++++ INFORMATION ++++
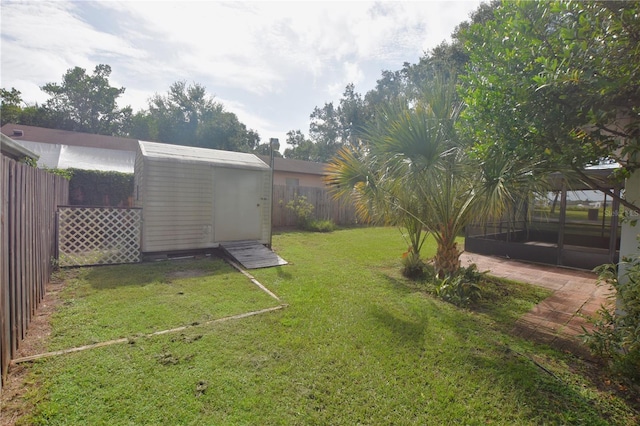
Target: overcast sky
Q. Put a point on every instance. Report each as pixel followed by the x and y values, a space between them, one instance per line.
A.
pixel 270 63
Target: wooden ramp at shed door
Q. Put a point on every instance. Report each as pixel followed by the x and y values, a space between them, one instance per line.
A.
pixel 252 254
++++
++++ INFORMATION ++++
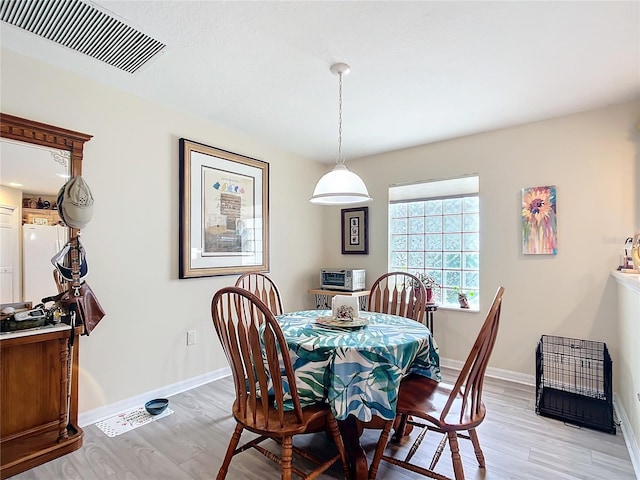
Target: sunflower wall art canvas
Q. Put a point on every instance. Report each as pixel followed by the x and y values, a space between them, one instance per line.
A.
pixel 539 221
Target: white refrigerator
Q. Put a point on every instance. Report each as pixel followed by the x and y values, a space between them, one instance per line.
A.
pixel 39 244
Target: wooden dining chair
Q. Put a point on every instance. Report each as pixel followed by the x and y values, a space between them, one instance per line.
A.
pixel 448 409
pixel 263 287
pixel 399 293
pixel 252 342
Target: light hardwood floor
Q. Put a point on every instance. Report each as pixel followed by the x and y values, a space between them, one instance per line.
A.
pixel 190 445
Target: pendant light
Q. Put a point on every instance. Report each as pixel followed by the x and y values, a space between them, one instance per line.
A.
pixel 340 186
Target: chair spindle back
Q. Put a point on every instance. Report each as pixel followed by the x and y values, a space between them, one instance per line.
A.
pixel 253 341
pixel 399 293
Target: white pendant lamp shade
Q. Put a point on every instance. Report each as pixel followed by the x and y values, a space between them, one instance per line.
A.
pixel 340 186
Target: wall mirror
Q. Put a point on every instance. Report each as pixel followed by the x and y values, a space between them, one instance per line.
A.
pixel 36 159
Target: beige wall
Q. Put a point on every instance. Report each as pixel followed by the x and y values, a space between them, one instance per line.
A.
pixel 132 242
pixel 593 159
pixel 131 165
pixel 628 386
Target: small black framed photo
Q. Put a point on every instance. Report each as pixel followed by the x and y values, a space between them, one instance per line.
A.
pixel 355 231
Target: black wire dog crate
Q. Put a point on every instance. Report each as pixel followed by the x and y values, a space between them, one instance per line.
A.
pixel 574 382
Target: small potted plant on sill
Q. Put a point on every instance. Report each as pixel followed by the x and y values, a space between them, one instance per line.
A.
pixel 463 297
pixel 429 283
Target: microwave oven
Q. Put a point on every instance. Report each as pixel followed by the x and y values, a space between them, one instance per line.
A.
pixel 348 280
++++
++++ INFORMATION ++++
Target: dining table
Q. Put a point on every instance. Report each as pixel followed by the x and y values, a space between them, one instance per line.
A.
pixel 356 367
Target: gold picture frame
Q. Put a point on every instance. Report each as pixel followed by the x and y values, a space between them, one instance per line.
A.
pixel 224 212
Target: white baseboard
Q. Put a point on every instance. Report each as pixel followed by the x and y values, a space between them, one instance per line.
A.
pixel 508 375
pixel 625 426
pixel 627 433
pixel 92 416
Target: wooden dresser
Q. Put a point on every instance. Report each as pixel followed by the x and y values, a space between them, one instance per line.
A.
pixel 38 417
++++
What lines in the data include the string "light"? Copy each one.

RESULT OF THIS TASK —
Target: light hardwood floor
Target: pendant light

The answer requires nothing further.